Text to read:
--- START ---

Highway to Heavenly: Heavenly on their return to the indie pop scene after 30-year hiatus
With badges over their hearts and their hearts on their sleeves, English indie pop group Heavenly put out some of the most heartfelt albums of the 1990s. Now, they are back with “Highway to Heavenly”, their first LP in 30 years, an instant classic with an expansive tour that is now approaching its final leg on America’s West Coast.
No longer the bushy-tailed popkids that they once were, Heavenly are now popadults. In the three decades since their last efforts together, they have loved and lost. They’ve started families — and record labels. They’ve grown up, if only a little bit. Heavenly’s new music reflects this maturity, while still being as youthful, clear-eyed and chiming as ever. Heavenly is NOW!
KCPR’s Dylan Koch sat down with songwriter/guitarist Amelia Fletcher, bassist Rob Pursey and guitarist Peter Momtchillof, to discuss the new LP, their return to touring, Sharp Pins, “Portlandia” and the political implications of playing pop in a world gone wrong…
What is Heavenly, for those out there who don’t know?
Amelia: So, Heavenly is a band from the 1990s, actually. So we’re coming back at the moment.
We had realized that people were quite interested in Heavenly and that we were quite interested in Heavenly. So we started again and we have a new album out this year called , which seems to have done pretty well… so, yeah, that’s us. And we’re coming to the West Coast to play some shows!
You led me right into my first question! Wow do you all feel about the word “twee” as a descriptor of music and your music? I think that in ways it leaves a lot to be desired, but it does get thrown around a lot.

--- END ---

Data lines:
--- START ---

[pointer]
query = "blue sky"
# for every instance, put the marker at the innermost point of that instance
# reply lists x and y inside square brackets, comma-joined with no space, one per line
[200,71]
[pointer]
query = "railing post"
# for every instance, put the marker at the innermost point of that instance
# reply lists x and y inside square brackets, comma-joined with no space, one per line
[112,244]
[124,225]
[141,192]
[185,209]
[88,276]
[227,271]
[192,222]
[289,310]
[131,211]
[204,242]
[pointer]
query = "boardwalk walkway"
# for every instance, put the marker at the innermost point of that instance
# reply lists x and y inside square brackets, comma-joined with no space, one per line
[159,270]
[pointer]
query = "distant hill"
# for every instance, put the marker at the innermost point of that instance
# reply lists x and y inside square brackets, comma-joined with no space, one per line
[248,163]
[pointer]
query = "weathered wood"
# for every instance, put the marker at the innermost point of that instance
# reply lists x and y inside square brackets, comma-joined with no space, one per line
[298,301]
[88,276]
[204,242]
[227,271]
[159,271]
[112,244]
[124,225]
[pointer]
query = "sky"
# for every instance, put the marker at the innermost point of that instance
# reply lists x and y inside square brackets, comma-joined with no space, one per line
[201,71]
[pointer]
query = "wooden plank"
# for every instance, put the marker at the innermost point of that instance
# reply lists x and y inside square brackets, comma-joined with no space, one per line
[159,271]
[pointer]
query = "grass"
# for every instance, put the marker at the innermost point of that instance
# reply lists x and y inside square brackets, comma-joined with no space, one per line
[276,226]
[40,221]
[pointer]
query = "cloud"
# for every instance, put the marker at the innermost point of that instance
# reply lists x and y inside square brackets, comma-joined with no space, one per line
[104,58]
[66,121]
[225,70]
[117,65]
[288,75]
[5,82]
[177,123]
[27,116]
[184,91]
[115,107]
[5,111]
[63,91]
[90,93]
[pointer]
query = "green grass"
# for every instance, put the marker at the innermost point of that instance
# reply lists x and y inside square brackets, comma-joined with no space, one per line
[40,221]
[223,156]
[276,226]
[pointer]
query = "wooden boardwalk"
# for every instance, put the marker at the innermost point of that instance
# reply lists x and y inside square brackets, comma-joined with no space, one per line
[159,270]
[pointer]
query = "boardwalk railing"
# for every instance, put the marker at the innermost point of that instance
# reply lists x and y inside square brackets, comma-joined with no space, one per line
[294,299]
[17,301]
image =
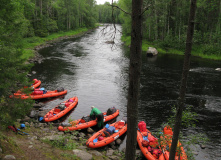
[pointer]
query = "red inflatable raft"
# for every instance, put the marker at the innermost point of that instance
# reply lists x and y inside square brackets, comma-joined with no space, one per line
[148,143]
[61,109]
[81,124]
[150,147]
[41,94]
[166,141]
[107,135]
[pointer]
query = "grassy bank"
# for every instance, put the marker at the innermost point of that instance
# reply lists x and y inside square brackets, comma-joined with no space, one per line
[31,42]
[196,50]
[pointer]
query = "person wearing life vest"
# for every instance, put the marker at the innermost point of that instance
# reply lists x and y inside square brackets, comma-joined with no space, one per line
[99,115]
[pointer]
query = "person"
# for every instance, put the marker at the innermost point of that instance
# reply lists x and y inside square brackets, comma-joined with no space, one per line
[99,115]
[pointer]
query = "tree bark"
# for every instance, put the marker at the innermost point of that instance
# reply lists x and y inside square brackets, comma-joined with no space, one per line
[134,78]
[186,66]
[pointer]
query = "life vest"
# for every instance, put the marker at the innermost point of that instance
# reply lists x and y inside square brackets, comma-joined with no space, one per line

--- END ---
--- START ---

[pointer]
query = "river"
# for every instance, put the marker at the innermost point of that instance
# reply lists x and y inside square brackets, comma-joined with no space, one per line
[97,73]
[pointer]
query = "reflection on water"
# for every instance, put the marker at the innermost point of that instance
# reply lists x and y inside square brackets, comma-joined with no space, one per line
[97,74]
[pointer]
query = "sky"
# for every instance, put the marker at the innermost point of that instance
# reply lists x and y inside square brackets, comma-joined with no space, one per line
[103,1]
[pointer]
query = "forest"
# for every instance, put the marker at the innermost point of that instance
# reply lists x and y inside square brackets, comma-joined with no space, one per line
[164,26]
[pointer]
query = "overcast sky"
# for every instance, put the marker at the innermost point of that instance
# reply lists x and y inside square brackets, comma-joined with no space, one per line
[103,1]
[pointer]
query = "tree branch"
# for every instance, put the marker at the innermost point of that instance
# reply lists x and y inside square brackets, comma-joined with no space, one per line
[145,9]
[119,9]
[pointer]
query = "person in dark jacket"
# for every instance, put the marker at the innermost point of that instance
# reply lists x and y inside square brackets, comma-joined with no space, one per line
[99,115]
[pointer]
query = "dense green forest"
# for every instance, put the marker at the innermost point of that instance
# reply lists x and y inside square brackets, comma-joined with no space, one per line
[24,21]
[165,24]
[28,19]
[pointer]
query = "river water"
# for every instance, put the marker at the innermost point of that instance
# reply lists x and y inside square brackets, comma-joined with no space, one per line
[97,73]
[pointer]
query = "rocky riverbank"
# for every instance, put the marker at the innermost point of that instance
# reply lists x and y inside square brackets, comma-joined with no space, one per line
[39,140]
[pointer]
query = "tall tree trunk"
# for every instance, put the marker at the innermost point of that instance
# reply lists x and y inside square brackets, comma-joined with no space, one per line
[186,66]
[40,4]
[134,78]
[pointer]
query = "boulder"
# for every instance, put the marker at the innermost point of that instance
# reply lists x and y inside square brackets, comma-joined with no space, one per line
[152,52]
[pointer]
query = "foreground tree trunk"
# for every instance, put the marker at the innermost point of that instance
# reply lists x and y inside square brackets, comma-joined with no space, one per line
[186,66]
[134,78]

--- END ---

Written instruction: Carry on the interview with the band Heavenly, starting right after its final sentence.

Response:
Amelia: We struggled with it at first because particularly in the UK and maybe in America as well, that’s a term that was clearly kind of intended to be derogatory. I think it became popularized in the US, where maybe it didn’t quite have that derogatory tone and I think it’s just now become the term for that kind of music. I think there are other types of music that similarly have terms that were derogatory and then just became the word — so we still slightly cringe but we just have to accept it because that’s what people think it is.
Rob: Yeah it’s the same with punk.
Amelia: Yeah, that was a big insult. Rob’s trying to get a particular new term invented, because we are…
Rob: Yes, because Heavenly is definitely at the more Riot-Grrrl and punky end of twee.
So we have a new term which is “Riot-Twee.” So we’d like to think of ourselves not as Twee-pop but Riot twee…It possibly sounds worse.
Going from there and into the new record… this one ventures into some different and new sounds — maybe moving a bit away from an indie pop sound, if you can call it that. What was the process behind the record?
Amelia: We made it over a couple of years. I wrote the songs and then brought them to the band to do their things with. And I guess it is true that although I probably write songs not dissimilar to how I always have written them, the lyrical themes are different and everybody also in the band has their own styles. I guess we’ve all changed the music that we like a little bit, so it probably is the case that people are coming with something slightly different…
Rob: I think that one of the differences maybe is that before we recorded this one, unlike all the other four, we’ve thought about it a bit more before we recorded it! And one of the main ways we thought about it is that you probably noticed that on some of the early Heavenly Records, everybody plays something slightly different all at once…and quite often Amelia and Cathy sing two slightly different things all at once at the same time as all that.
Amelia: Still do that…
Rob: And so it’s a…it’s a delightful mess and we thought maybe we should be a little bit more disciplined in our old age. So that’s maybe a difference and so you tend to find that there’ll be a part where the vocals are in charge, and there’s a part where the guitar’s in charge and then there’ll be a part where the keyboard’s in charge. I don’t think everybody was trying to play everything all the time and on the bass I was probably being a little bit more disciplined than I used to be. Because I was trying to play lead guitar tunes on the bass while the keyboard and the guitar were playing lead guitar tunes as well! So maybe I grew out of that. That’s my analysis.
What about you, Peter?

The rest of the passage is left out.